MATERIALS PROVIDED:
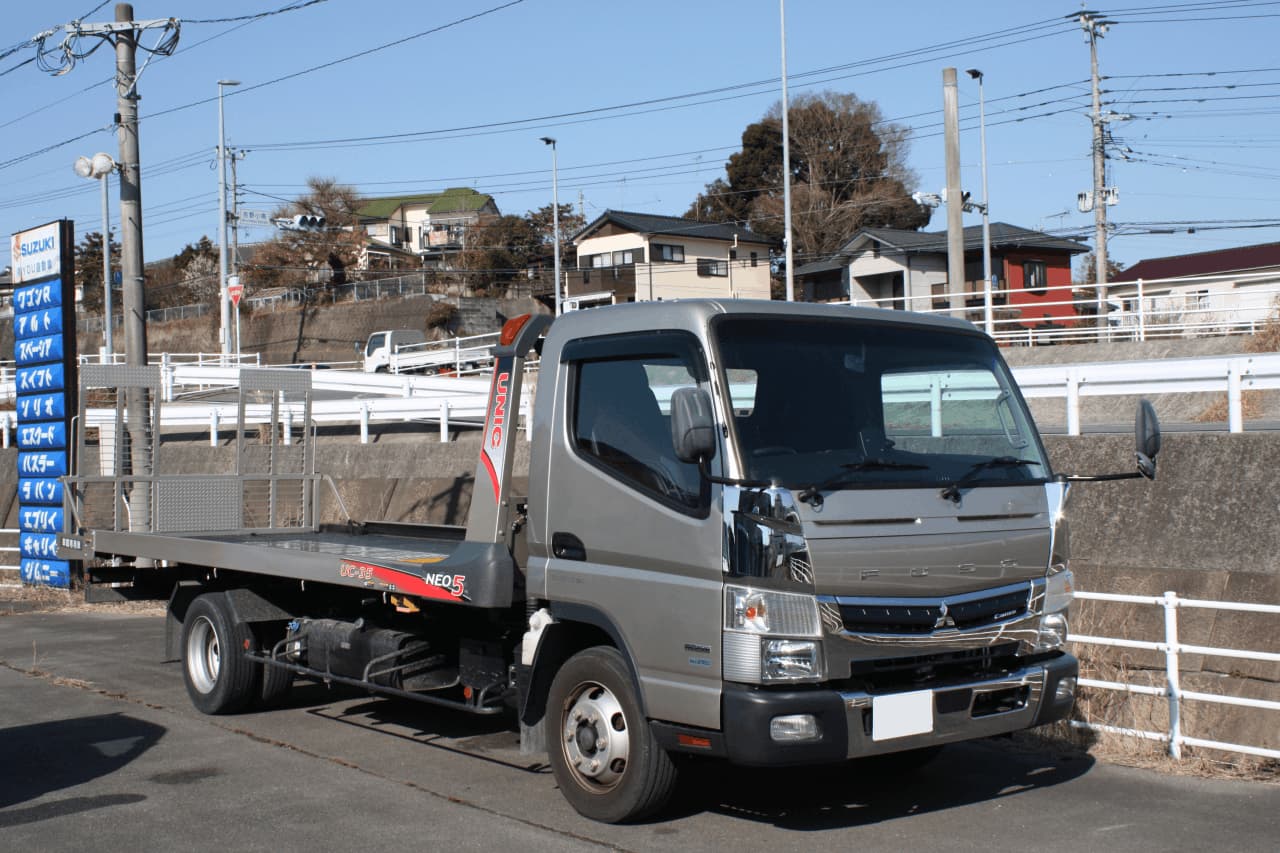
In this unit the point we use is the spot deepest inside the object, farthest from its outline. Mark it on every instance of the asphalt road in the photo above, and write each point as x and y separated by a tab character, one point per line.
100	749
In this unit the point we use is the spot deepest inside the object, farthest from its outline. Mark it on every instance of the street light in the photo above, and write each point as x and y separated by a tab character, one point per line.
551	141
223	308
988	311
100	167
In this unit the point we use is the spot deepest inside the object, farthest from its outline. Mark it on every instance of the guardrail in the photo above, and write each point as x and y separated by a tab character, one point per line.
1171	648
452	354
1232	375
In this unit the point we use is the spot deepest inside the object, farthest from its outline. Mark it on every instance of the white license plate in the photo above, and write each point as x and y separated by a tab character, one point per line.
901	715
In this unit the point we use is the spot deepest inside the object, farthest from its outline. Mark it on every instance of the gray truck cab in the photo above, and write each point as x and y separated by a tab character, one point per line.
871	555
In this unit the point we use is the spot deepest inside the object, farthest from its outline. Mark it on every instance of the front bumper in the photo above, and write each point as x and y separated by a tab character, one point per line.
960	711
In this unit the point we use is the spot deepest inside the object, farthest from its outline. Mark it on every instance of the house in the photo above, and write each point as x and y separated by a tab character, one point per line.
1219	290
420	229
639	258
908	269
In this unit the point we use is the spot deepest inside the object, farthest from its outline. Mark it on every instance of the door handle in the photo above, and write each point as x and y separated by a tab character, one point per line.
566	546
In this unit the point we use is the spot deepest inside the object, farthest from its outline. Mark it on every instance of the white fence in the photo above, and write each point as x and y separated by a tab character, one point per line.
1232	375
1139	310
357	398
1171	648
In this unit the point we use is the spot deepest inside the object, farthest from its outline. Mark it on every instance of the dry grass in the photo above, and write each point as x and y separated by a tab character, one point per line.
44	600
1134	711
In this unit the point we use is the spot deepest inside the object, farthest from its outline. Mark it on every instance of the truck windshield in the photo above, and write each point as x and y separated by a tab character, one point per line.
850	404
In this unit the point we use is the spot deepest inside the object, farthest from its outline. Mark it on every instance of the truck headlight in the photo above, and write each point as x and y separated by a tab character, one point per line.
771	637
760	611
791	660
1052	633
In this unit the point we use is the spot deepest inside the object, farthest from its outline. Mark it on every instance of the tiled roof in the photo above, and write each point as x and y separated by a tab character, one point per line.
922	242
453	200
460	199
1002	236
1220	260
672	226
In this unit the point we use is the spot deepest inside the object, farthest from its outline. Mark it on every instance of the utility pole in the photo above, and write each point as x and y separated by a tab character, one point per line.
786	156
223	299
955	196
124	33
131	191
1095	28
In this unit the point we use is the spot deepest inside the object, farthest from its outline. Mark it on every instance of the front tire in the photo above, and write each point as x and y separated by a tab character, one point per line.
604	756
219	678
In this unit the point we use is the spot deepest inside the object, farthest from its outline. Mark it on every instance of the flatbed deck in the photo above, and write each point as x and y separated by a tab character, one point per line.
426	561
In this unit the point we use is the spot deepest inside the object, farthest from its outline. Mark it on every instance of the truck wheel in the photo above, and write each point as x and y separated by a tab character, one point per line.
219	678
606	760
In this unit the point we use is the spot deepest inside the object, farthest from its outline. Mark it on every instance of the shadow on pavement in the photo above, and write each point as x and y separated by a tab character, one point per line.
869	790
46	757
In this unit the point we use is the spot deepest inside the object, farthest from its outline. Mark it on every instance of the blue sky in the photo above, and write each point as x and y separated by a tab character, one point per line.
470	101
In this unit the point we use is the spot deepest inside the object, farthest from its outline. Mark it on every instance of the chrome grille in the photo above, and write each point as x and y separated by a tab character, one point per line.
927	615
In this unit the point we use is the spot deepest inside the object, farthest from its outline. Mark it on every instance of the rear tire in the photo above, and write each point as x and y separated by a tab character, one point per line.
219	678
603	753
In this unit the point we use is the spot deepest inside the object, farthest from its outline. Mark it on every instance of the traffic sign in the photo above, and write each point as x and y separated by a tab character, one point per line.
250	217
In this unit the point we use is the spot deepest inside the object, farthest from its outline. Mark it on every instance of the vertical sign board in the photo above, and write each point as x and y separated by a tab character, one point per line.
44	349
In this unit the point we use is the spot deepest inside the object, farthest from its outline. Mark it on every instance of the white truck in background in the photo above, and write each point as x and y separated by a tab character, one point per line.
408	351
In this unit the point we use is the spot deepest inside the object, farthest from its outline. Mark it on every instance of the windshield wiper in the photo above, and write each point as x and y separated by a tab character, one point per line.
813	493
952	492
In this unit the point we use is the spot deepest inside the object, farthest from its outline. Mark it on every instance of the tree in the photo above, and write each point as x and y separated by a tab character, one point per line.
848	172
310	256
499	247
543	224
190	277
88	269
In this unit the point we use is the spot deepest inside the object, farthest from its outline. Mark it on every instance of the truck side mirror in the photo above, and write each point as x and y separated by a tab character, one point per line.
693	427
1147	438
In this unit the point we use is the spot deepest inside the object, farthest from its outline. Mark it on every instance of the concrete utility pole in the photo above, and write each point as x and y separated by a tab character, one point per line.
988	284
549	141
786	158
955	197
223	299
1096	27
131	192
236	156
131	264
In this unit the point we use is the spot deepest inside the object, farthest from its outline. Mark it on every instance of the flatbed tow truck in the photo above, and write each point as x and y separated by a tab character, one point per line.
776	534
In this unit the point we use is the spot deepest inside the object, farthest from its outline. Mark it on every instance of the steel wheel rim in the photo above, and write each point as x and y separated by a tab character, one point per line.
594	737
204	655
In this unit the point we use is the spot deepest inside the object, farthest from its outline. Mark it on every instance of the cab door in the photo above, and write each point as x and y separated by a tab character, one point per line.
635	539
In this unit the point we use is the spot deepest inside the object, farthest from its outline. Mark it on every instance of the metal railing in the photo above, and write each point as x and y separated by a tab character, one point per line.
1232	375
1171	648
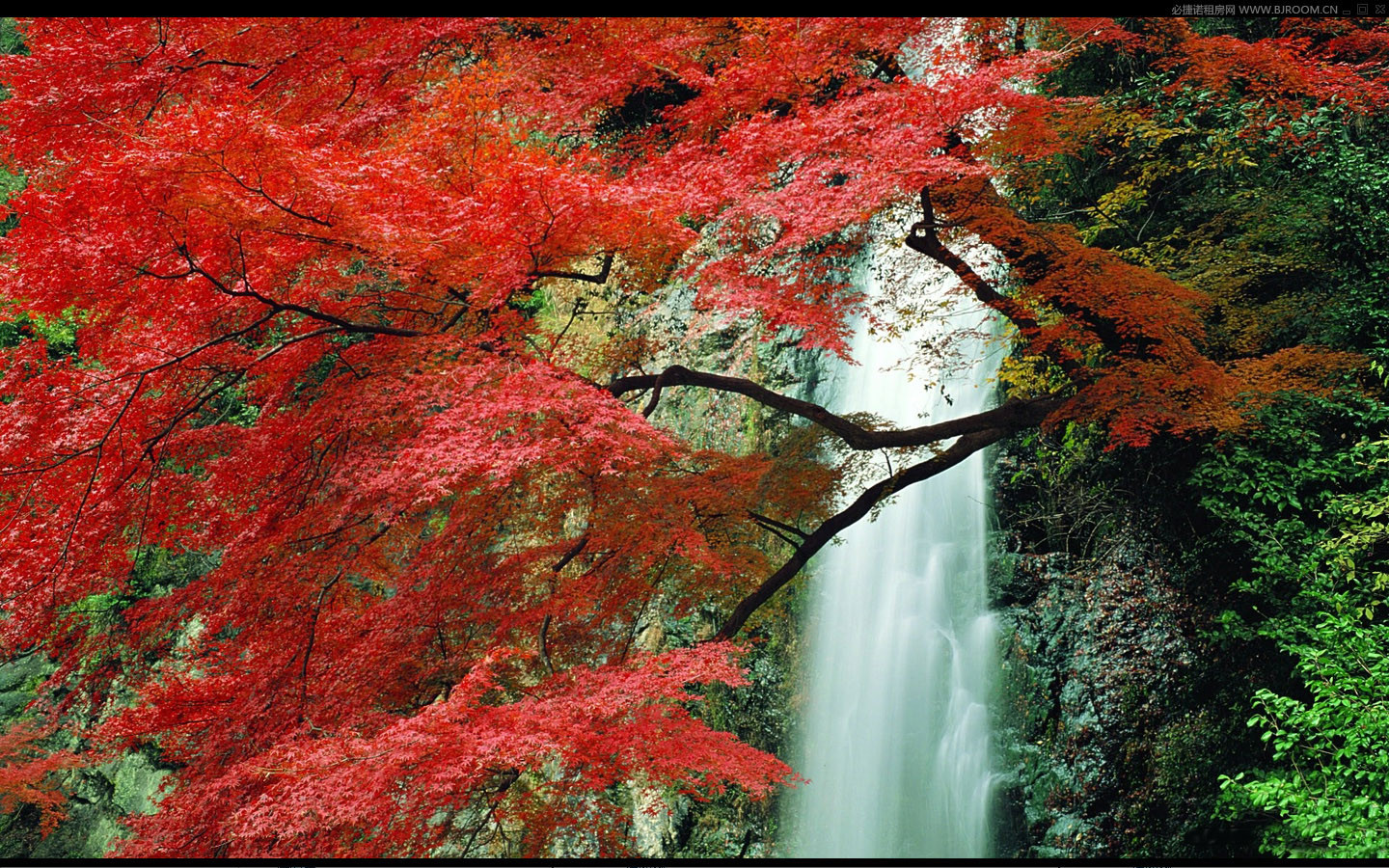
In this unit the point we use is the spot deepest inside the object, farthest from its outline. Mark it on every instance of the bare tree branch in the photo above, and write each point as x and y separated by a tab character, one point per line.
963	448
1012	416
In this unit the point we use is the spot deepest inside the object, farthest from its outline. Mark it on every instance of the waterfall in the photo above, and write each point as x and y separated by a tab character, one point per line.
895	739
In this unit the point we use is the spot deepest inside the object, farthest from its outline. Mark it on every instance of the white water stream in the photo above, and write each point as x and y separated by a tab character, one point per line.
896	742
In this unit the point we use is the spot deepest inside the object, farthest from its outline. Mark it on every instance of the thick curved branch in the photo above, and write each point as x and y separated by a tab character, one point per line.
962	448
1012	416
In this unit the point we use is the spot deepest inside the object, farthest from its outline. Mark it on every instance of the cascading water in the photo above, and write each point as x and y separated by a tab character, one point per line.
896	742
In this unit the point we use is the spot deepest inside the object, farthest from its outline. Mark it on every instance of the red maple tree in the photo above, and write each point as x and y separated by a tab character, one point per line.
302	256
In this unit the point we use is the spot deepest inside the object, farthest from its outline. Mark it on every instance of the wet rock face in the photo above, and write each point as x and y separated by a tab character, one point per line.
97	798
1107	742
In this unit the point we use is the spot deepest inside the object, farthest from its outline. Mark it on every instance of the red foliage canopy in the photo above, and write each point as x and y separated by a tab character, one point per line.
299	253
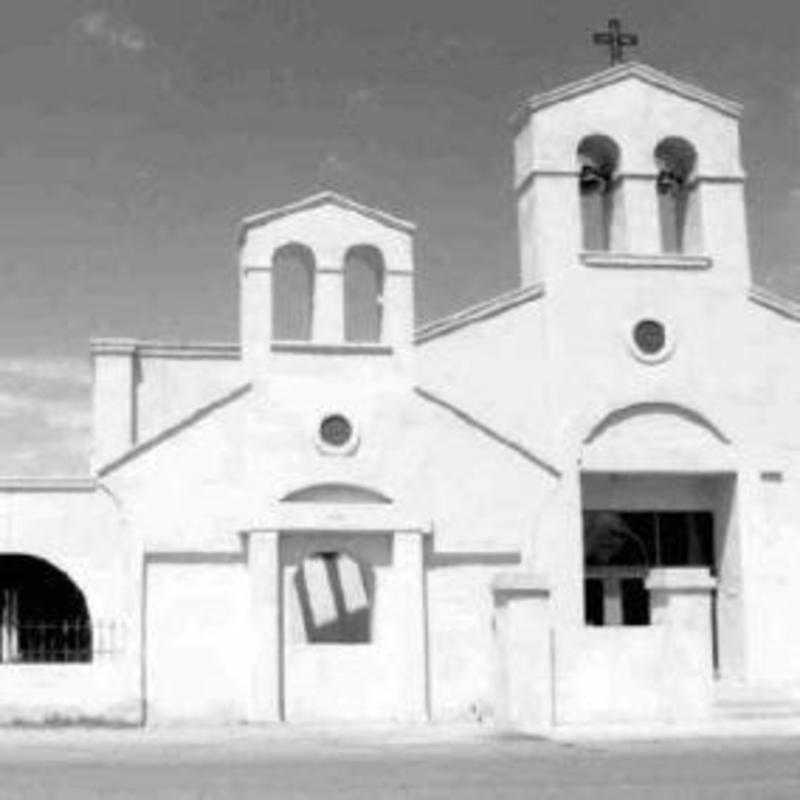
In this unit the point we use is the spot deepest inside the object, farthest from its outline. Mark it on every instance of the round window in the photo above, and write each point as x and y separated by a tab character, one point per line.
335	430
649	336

WHAT TO PRODUCE:
Please repeat the listing above word for word, leaving out the pictures.

TASK RESPONSE:
In this unit the point we use is the spot deepest inside the object, farthest from its outline. Mark it on every instance of the asphalt road in the photo above, and write each point as x and y separated by a tab character, one point per line.
100	749
In this unit the point we use is the spot deepest inside the object, farthest from its outline. Mark it on every instance of the street light in the photo above, and write each point as x and y separated by a tab character, one point per line.
551	141
223	308
988	311
100	167
In this unit the point we use is the spot deepest inside the object, farthest from its outline. Mark it on every instance of the guardrail in the photo above, and write each point as x and y separated by a tab character, one point per line.
1171	648
452	354
1232	375
In this unit the point we use is the spot deepest inside the object, farthest from its outline. Mark it on every instance of the white license plate in the photo above, and write each point as x and y separated by a tab character, one point per line.
901	715
In this unit the point we use is the spot deepest inside the object, farthest from its outline. Mark it on every instance of the gray truck cab in the photo above, and write each point as x and y separated by a tab character, one point per line.
871	555
In this unit the point we use is the spot deepest inside the object, farthest from its outline. Mark it on every instance of the front bumper in the photo above, and write each point as x and y separated by a tab character, one point per line.
960	711
In this unit the point we use is the spot deepest inside the object, farthest from its outline. Mark it on every instance of the house in the photo above, and write each point as x and y separated by a tab character, one point per line.
1219	290
420	229
639	258
908	269
In this unit the point we use is the spot deepest inside the object, farthest from its outline. Mark it on every instance of the door handle in the photo above, and write each point as x and y separated by a tab character, one point per line.
566	546
In this unit the point we use is the spot deepest inside the object, farthest from its outline. Mark it on every instance of the white fence in the photo above, and write each point as x and y separated by a tab character, one point per line.
1232	375
1139	310
357	398
1171	648
In this unit the point we use is the spot deepest inside the object, farthest from its outline. Mark it on every instance of the dry grass in the photo above, and write each point as x and y separated by a tab character, one point per line.
44	600
1134	711
In this unit the point we use is the spot deepest inside the object, farthest from its outline. Mark it on every instance of the truck windshield in the photo above, and write each point as x and y separated by a tab character, one point per line.
850	404
In this unit the point we use is the spot deepest inside the object, farthest from its outline. Mark it on every instance of the truck headlight in the photo above, and write each point as x and y separated by a tab character, one point per line.
771	637
760	611
791	660
1052	633
In this unit the point we use is the spot deepest inside the object, farthest from its outline. Mark it on every instance of the tiled roof in the photo above, and write each point as x and y separated by a tab character, one point per line.
922	242
453	200
460	199
1002	236
1220	260
672	226
In this unit the point we use is the spot deepest inside the object, farthest from its outline. Mark it on every instance of the utility pole in the photo above, and write each point as x and y separated by a tab character, one point per line.
786	156
223	299
955	196
124	33
131	191
1095	28
In this unit the point we use is the spot deepest inside the object, farthest from its outline. Mark it on every instance of the front tire in the photo above, and write each point as x and y separated by a tab character, one point per line.
604	756
219	678
In this unit the point we use is the spot deepest inside the object, farthest from its outline. Mark it on every instance of the flatbed deck in the photo above, and write each point as x and y separated by a tab character, one point per line.
426	561
In this unit the point we use is the spot deepest inside the object, farthest from its outline. Mark it on every instance of the truck wheel in the photo above, and write each point as x and y separated by a tab character, one point per line.
219	678
606	760
In this unit the point we use is the spot deepest inside the object, farthest from its outline. Mark it on every instance of the shadow on pavement in the photo above, and write each point as x and y separated by a tab character, one point per line.
869	790
46	757
In this unit the point we use is the spot deepest inside the object, farthest from its outline. Mark it on every instance of the blue sky in the photo above, and write each point as x and y separated by a tab character, one point per line.
470	101
In this unit the point we use is the spot deepest inside the object, farthest from its outline. Mark it on every instance of the chrome grille in the photo above, and write each point as x and y separated by a tab character, one point per line.
927	615
In this unit the point we use is the spot deepest inside the object, farthest from its outline. Mark it on every instance of the rear tire in the photo above, and write each point as x and y separated by a tab character, one point per line.
219	678
603	753
In this unit the point we use is the spot deepest inside the object, farthest from its outline. Mark it on every instance of the traffic sign in the photo above, and write each point as x and y separated by a tab character, one point per line.
250	217
In this unit the point we use is the spot deepest inside the object, farthest from its outline. Mark it on every instance of the vertical sign board in the photo above, and write each point as x and y separated by a tab character, one point per line.
44	349
In this unit the point we use is the spot deepest inside the object, farthest from its outline. Mark it on every instance of the white truck in background in the photo above, and write each point as x and y separated by a tab character, one point per line.
408	351
In this unit the point we use is the spot deepest inside the object, farthest from its outline. Mark it on every instance of the windshield wiper in the photo above, and write each point as x and y separated by a tab character, one point per line.
813	493
952	492
In this unit the point we use is the spot deepest inside the object, farthest from its outline. Mark it on every instance of the tree in the photo above, and write each point as x and y separated by a tab character, one point per line.
848	172
310	256
499	247
543	224
190	277
88	269
In this unit the point we use is the spot deepest inside the object, farthest from its outline. Mark it on every instance of the truck side mirror in the photo above, and write each point as x and y separated by a tab character, one point per line.
693	427
1147	438
In this unit the point we use is the spot deepest inside the object, farthest from its outline. Mark it on every instance of the concrete utility pole in the photo above, and write each point as x and y separated by a tab character, one point per line.
988	284
549	141
786	158
955	197
223	299
1096	27
131	192
236	156
131	264
In this unit the point we use is the spot deepest inside the object, farthest from its outline. Mark it on every instance of the flatbed tow truck in the photo above, and write each point as x and y separated by a tab character, one point per line.
776	534
In this unit the point we use is the spot deepest inside the object, farthest from its outline. Mark it on every instance of the steel wheel rim in the photo above, and write each point as x and y separated by a tab character, one point per line.
594	737
204	655
In this unit the point we use is the spot deepest inside the object, farthest from its outline. Mark it on every instance of the cab door in the photo above, and write each point as x and y separated by a tab character, one point per line.
635	539
In this unit the point we use is the spot deepest inside the object, farthest from its outline. Mark it on every instance of the metal railing in the photo above, and write each point as x and y separated by a tab character, one point per line.
1232	375
1171	648
In this unit the point we use is the spot deepest inside the object, farthest from its outline. Mark it on every instance of the bare tree branch in the photo above, and write each point as x and y separated by a tab character, one point per line.
963	448
1012	416
In this unit the point we use is the spot deepest inside the object, farthest from its outline. Mark it on every instance of the waterfall in the photo above, and write each point as x and y separated by a tab character, one point per line.
895	739
In this unit the point we use is the spot deepest inside the object, farthest from its outline. Mark it on every instance of the white water stream in the photo above, and write each point as x and y separated by a tab character, one point per line.
896	742
In this unit the point we use is the spot deepest inside the object, farthest from its outline. Mark it on every instance of the thick curved branch in the photo above, and write each point as x and y separated by a tab character, one point per line.
962	448
1012	416
In this unit the point we use is the spot deepest inside the object, farthest from its outline. Mark it on every instance of the cascading water in the photo above, and write each point as x and y separated by a tab character, one point per line.
896	742
In this unit the point we use is the spot deepest inside the object, farthest from its outline. Mark it on every instance of the red maple tree in the photo above, and write each point as x and y separated by a tab character, one point per line.
302	256
In this unit the point we use is the spot deepest inside the object, farthest from its outline. Mark it on every instance of the wet rock face in the photo above, and write each point as x and y separated by a tab character, one point per line.
97	798
1107	742
In this unit the point we use is the spot deepest inside the object, farthest from its outline. Mark it on every instance of the red foliage canopy in the photo above, and write each point as x and y separated by a tab character, one point per line.
299	253
In this unit the point we use is the spot deepest inside the object, farthest from its outline. Mark it on every instance of the round window in the photo above, and write each point as x and y separated by a tab character, one point per line.
335	430
649	336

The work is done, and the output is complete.